- TASK INPUTS -

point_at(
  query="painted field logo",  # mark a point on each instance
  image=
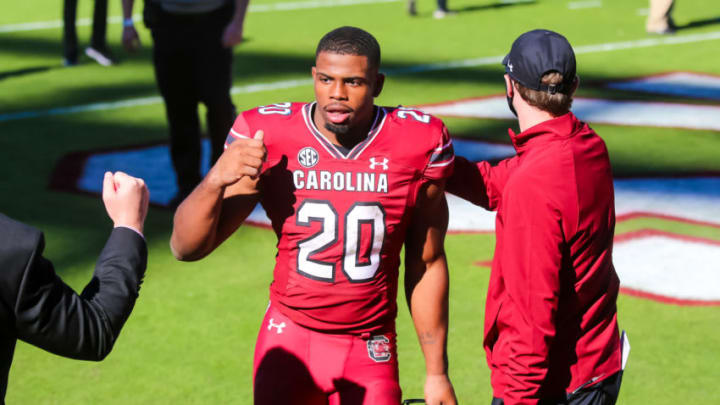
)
(379, 348)
(308, 157)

- WHAT YOU SHOULD DO -
Update the items above by changing "logo" to "emblem" and leaving everything else as it is. Leave the pictures out of your answer.

- PROBLEM SOLUTION -
point_at(
  query="painted field emblem",  # mark a point on each instance
  image=
)
(379, 348)
(308, 157)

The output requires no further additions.